Begin
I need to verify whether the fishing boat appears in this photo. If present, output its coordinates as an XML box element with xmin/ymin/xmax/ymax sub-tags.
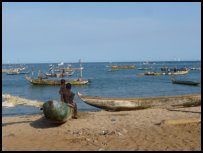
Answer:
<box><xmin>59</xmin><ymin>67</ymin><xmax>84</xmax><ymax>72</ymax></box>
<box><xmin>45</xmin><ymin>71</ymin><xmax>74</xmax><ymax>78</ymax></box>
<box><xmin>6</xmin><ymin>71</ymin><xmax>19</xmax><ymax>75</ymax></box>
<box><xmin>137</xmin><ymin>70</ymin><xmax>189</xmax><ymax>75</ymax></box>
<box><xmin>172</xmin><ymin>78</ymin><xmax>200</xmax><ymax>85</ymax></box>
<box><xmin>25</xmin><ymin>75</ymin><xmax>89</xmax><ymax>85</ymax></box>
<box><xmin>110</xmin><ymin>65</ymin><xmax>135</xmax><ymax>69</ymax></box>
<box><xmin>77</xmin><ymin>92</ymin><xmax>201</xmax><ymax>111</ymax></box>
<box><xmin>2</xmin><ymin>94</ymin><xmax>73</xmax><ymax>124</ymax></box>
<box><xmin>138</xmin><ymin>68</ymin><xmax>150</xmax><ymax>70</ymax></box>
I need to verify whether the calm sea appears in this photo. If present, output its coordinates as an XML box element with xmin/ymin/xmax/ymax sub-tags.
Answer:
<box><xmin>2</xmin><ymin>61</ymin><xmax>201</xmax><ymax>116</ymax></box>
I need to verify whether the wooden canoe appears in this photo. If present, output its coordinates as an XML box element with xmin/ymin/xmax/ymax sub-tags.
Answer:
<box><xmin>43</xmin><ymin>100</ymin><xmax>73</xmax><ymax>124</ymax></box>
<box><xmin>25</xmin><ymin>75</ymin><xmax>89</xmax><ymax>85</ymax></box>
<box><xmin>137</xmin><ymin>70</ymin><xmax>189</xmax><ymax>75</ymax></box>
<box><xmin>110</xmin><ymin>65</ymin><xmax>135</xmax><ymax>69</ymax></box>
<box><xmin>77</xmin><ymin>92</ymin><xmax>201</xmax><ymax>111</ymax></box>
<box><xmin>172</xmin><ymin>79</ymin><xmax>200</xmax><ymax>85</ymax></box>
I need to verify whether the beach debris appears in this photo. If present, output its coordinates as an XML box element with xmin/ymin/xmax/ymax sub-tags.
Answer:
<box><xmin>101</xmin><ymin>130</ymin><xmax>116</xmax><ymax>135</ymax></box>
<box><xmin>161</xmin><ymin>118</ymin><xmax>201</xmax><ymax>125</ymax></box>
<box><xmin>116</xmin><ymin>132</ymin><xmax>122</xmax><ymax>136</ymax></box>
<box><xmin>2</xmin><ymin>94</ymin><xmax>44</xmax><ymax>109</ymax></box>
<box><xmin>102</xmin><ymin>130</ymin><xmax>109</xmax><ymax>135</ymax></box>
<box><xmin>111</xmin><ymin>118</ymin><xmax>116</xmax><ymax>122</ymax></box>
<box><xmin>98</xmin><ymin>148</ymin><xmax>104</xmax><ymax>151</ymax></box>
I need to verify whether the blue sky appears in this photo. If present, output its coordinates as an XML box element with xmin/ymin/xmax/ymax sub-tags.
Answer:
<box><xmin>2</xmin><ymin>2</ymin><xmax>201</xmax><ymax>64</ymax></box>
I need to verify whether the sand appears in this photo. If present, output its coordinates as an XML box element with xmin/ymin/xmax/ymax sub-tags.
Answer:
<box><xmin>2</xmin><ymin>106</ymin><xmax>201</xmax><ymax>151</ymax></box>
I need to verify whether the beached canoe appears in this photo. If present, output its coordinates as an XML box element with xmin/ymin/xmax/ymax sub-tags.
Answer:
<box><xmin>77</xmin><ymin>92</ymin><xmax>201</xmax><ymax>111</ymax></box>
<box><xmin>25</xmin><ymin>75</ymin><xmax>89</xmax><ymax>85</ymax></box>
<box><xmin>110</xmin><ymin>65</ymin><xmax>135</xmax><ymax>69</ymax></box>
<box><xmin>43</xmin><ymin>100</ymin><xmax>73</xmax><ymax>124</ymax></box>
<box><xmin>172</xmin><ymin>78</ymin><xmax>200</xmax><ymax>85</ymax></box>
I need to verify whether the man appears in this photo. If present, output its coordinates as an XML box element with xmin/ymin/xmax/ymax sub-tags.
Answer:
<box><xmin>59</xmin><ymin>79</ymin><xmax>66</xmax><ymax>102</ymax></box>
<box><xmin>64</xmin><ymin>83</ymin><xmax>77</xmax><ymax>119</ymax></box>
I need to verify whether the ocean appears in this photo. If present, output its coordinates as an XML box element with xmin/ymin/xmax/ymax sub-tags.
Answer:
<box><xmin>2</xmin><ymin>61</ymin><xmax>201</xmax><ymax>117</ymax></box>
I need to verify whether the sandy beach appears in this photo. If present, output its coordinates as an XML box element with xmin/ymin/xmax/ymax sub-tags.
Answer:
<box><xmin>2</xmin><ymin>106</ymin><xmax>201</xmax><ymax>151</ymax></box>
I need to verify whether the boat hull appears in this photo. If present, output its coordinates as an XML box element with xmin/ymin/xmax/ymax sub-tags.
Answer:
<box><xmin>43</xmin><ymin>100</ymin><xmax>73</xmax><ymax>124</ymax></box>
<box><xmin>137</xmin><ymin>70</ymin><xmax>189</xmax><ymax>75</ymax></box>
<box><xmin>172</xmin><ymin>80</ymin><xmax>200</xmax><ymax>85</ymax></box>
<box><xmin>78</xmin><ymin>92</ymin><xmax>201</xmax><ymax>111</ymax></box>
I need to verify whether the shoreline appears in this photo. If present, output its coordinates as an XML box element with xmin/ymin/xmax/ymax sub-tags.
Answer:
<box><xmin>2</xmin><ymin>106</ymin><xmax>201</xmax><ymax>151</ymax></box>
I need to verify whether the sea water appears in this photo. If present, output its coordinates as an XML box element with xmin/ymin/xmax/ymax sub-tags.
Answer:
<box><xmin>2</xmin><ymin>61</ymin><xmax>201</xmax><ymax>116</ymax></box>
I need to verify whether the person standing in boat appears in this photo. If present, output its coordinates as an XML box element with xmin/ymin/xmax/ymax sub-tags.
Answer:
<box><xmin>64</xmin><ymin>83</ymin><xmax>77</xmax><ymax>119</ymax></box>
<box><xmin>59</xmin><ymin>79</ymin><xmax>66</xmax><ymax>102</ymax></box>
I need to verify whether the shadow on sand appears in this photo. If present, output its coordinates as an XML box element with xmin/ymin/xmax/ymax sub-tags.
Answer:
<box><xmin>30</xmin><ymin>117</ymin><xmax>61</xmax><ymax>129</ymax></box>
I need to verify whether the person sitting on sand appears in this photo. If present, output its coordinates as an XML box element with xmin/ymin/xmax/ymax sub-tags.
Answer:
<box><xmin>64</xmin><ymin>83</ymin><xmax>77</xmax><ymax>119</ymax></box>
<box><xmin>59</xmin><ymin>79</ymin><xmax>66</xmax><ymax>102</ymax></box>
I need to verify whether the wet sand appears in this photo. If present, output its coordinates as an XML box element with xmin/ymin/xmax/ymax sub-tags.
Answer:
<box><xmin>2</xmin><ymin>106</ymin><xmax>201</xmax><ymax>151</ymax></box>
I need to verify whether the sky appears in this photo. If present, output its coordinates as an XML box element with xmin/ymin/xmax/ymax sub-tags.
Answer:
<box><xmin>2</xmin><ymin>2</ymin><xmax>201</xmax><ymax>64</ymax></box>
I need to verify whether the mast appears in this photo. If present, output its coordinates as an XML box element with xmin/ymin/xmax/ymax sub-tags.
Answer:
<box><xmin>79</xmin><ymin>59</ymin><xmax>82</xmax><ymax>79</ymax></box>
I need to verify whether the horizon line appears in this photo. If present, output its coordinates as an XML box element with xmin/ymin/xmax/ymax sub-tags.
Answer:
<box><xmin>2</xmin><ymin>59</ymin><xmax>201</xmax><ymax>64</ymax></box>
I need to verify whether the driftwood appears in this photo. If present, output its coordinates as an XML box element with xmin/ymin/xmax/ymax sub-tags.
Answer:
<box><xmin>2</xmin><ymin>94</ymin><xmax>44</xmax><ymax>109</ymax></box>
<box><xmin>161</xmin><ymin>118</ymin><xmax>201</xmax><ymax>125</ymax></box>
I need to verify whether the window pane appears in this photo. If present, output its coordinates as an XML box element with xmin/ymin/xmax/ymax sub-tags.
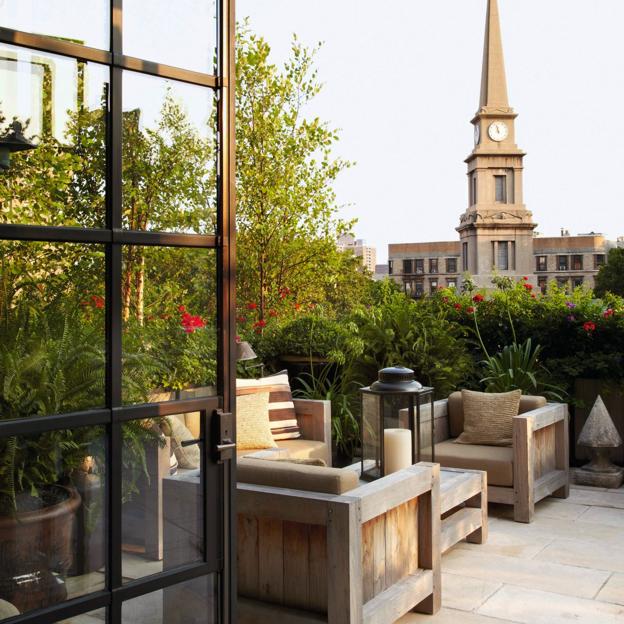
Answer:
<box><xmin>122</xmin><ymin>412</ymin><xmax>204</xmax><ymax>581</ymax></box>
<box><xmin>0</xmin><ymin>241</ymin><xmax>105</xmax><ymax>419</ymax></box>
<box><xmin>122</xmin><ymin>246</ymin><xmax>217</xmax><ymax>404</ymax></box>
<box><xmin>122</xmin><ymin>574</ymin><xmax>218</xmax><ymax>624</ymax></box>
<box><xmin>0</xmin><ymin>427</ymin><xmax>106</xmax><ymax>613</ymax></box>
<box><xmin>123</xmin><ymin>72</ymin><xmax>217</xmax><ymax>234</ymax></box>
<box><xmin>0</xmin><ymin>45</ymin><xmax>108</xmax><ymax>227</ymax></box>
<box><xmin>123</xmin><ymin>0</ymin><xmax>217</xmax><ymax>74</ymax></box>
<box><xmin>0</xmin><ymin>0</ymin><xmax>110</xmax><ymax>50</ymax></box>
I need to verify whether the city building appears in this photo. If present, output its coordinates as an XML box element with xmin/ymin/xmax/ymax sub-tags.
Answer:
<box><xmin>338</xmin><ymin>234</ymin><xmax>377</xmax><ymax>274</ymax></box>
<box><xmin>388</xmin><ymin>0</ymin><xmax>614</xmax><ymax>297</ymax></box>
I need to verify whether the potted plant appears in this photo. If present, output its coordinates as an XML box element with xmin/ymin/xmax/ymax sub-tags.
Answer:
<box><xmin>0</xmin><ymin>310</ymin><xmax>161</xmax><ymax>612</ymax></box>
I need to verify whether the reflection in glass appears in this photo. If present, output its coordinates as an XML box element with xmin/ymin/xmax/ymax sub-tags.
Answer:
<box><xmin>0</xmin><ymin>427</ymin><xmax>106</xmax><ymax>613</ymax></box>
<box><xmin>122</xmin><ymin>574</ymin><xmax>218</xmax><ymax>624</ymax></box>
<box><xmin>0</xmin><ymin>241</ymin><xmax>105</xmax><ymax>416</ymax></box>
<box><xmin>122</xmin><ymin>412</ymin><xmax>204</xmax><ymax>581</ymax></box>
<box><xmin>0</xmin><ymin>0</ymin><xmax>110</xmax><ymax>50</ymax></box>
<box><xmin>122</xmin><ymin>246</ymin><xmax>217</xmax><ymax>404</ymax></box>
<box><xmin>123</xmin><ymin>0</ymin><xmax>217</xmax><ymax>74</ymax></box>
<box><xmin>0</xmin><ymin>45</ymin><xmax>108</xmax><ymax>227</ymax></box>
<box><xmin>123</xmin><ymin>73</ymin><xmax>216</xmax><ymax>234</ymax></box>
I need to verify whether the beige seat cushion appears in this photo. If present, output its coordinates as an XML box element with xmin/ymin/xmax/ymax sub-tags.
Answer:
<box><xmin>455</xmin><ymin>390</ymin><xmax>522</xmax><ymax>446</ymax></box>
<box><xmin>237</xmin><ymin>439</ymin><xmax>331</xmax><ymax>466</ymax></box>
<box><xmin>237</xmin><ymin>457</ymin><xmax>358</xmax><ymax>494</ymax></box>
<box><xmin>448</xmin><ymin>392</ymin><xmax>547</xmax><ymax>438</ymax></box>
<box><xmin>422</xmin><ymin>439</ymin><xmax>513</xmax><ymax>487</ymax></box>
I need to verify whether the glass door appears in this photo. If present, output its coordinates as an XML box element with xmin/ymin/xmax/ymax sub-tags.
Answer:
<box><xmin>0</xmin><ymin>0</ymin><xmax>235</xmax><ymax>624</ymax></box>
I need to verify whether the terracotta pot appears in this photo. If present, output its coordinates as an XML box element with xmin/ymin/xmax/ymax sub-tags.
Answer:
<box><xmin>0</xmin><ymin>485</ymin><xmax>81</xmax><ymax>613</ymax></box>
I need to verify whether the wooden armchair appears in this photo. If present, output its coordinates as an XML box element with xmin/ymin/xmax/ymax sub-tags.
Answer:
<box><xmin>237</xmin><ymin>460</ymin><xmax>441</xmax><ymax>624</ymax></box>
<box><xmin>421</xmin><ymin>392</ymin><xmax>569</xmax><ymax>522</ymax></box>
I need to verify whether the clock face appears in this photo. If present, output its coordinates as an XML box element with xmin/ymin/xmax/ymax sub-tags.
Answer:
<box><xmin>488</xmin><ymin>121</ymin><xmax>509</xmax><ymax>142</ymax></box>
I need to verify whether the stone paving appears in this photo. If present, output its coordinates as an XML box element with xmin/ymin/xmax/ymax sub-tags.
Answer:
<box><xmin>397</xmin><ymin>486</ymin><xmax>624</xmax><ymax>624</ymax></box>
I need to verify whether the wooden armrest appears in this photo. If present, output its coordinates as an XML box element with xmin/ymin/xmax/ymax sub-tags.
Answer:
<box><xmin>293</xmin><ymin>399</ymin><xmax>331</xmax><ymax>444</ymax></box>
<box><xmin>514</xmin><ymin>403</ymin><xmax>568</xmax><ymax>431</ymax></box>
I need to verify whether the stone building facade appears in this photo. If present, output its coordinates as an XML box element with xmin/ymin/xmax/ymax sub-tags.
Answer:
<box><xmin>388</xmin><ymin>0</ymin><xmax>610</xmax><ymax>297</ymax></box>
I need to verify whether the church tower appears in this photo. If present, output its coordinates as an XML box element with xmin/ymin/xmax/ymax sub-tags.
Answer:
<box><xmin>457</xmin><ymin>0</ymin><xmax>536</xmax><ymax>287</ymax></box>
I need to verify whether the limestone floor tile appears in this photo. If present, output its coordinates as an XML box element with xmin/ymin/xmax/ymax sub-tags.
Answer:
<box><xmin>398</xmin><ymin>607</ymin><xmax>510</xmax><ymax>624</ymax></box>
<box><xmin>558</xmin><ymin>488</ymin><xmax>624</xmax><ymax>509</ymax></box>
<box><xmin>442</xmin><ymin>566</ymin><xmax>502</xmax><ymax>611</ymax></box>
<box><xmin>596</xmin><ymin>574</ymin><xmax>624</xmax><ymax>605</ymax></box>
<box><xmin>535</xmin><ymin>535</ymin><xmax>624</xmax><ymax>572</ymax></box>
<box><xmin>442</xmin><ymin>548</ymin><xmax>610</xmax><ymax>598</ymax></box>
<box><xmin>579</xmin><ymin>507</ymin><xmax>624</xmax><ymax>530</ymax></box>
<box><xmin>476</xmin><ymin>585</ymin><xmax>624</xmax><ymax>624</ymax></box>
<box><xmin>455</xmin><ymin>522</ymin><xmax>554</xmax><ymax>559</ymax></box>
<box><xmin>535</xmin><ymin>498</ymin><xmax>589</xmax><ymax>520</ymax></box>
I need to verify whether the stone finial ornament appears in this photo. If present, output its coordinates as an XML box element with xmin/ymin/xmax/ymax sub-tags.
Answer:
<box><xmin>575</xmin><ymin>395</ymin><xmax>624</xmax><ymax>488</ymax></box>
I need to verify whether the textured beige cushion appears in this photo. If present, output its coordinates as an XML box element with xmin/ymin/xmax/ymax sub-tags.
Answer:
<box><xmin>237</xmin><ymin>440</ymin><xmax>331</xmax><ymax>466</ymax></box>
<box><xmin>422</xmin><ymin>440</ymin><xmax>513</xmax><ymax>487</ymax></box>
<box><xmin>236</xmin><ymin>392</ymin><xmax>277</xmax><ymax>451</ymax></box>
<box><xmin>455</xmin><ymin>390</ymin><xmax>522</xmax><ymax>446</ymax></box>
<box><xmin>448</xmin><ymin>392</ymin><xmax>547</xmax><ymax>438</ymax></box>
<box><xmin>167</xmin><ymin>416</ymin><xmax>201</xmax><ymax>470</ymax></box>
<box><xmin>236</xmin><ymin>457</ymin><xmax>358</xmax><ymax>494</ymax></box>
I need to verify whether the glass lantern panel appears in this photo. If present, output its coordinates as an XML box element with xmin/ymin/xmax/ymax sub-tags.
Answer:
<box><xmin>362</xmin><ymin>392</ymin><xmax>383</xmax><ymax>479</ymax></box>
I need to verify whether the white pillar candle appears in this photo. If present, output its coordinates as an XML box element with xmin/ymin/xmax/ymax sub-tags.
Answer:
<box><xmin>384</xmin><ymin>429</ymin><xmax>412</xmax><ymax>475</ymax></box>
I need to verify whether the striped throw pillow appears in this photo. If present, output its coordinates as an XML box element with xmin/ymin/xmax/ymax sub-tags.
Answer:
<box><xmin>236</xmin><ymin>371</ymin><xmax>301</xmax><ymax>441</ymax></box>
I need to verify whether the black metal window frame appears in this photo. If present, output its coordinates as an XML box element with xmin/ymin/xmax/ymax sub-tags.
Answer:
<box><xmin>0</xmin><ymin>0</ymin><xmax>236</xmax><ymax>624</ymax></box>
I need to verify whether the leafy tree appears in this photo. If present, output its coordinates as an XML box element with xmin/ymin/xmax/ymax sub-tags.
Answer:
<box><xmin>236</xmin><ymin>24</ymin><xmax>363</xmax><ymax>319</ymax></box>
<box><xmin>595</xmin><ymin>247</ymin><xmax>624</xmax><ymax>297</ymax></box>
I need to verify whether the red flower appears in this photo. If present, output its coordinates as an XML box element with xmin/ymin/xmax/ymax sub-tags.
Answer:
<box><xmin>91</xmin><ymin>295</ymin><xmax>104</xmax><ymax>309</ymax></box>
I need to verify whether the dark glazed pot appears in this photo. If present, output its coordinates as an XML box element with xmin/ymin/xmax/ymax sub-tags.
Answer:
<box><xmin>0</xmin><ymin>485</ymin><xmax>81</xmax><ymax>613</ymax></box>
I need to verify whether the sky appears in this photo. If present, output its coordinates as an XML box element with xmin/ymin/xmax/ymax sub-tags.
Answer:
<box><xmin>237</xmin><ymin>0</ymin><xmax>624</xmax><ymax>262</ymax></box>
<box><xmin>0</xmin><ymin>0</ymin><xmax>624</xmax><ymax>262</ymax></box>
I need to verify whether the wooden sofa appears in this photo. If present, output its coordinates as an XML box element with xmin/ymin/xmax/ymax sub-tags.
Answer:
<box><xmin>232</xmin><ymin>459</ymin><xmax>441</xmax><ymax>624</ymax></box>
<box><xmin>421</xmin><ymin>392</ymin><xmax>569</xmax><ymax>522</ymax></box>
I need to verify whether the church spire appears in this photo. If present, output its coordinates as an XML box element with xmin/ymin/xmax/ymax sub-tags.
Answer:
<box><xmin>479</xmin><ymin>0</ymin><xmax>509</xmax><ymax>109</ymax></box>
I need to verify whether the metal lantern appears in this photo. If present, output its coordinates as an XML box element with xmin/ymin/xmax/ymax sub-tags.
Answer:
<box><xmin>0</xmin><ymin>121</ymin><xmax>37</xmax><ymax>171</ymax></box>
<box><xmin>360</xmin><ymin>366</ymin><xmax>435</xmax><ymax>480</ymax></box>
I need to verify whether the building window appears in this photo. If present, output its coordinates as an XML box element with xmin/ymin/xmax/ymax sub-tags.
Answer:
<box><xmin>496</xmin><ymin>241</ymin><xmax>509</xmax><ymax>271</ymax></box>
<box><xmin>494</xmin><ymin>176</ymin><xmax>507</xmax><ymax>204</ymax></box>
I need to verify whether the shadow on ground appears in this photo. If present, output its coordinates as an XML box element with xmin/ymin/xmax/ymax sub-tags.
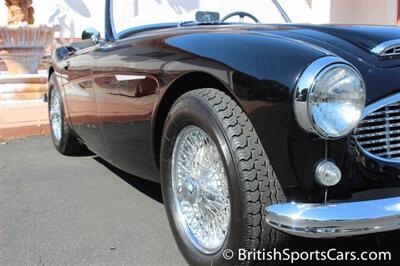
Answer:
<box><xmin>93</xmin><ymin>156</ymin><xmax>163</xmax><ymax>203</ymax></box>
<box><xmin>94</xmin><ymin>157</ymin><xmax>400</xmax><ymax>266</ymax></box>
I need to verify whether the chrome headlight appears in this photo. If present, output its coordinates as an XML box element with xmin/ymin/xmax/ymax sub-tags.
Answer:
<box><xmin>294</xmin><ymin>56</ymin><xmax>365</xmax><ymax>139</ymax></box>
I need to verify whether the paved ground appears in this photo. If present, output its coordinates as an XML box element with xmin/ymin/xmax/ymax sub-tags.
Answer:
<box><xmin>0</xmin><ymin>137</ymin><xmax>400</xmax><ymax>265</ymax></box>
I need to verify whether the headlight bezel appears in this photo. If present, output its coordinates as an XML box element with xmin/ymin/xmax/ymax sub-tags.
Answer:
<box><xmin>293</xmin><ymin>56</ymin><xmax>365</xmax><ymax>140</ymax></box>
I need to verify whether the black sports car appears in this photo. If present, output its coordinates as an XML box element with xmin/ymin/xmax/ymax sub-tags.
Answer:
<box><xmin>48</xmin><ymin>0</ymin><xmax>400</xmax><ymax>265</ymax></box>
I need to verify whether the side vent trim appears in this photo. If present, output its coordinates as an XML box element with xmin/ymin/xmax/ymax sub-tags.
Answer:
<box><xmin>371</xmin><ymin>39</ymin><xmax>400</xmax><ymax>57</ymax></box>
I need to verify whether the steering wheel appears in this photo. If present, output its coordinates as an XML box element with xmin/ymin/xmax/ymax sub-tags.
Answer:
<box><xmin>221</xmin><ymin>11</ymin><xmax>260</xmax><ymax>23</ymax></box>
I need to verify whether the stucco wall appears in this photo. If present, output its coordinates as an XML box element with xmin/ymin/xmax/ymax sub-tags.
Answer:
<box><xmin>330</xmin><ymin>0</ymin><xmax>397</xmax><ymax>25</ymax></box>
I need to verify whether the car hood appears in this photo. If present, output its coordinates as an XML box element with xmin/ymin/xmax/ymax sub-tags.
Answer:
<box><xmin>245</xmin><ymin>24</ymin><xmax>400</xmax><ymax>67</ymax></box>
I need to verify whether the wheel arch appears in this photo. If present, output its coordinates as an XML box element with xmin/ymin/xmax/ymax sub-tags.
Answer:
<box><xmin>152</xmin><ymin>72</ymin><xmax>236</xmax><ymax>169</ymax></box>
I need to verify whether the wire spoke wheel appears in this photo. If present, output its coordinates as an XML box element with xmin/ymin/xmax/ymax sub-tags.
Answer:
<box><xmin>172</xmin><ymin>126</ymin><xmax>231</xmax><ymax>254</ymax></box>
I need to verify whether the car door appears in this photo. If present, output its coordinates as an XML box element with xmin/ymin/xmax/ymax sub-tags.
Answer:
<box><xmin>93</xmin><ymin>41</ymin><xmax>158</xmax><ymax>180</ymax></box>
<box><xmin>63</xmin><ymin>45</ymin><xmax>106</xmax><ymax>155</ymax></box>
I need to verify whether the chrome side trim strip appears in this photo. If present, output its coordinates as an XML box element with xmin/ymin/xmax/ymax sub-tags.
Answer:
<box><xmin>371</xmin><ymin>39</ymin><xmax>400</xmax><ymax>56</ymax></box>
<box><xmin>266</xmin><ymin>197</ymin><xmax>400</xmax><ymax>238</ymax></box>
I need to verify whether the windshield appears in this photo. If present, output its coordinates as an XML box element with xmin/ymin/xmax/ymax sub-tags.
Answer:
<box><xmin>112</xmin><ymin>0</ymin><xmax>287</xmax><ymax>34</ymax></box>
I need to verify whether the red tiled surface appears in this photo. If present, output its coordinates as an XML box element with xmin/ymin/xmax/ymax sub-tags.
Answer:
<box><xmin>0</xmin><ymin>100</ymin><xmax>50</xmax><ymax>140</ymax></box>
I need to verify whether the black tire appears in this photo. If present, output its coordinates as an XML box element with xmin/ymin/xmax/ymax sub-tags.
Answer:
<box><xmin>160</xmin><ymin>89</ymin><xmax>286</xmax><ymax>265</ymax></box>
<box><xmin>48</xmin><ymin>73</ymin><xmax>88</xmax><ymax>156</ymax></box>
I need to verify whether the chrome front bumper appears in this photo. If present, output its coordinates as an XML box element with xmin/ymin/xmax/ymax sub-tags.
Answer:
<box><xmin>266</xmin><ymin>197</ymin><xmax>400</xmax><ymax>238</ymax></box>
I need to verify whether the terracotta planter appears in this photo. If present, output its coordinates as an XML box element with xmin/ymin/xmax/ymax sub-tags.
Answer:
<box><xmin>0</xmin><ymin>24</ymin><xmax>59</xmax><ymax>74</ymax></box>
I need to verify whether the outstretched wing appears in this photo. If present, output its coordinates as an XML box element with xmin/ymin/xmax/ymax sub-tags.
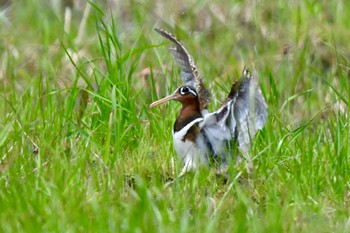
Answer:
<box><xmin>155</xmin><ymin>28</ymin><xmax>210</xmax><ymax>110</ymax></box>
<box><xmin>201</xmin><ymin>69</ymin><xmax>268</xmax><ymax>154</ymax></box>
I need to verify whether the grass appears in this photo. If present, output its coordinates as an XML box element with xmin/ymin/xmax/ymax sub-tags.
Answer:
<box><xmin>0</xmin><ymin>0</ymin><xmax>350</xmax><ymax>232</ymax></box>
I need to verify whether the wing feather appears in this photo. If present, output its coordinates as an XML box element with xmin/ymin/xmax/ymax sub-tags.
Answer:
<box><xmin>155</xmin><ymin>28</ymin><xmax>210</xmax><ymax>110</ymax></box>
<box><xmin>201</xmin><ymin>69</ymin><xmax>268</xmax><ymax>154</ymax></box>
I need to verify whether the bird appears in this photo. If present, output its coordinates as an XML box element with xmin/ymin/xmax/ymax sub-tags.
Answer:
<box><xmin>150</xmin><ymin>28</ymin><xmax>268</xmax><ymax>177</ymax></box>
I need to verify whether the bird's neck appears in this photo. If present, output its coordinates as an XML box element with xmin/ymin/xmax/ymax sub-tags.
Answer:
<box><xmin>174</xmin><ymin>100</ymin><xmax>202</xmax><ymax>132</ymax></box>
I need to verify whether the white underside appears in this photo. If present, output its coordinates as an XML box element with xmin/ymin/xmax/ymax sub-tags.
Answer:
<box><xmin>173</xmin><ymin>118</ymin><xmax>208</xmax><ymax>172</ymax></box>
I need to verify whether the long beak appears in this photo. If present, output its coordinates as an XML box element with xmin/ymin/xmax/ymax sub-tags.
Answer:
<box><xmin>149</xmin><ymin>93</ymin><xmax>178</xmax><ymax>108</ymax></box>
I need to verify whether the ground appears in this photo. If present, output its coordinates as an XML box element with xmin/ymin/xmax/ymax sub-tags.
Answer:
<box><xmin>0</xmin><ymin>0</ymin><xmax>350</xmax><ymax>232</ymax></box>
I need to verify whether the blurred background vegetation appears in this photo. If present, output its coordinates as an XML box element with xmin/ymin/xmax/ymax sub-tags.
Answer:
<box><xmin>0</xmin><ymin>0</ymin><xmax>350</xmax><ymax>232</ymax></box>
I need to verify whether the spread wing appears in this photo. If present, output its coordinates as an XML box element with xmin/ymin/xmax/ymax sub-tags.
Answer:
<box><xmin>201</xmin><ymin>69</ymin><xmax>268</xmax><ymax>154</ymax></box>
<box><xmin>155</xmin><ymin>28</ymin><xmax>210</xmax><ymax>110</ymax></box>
End
### Problem to work on
Pull out every line of the items above that contains the word "church", matching case exactly.

### Written reply
I need to verify whether the church tower appears in this photo. If present, output its coordinates as an XML box element with xmin/ymin/xmax/ymax sub-tags.
I need to verify whether the church spire appears in this photo. If present, output its coordinates as an XML box element with xmin/ymin/xmax/ymax sub-tags.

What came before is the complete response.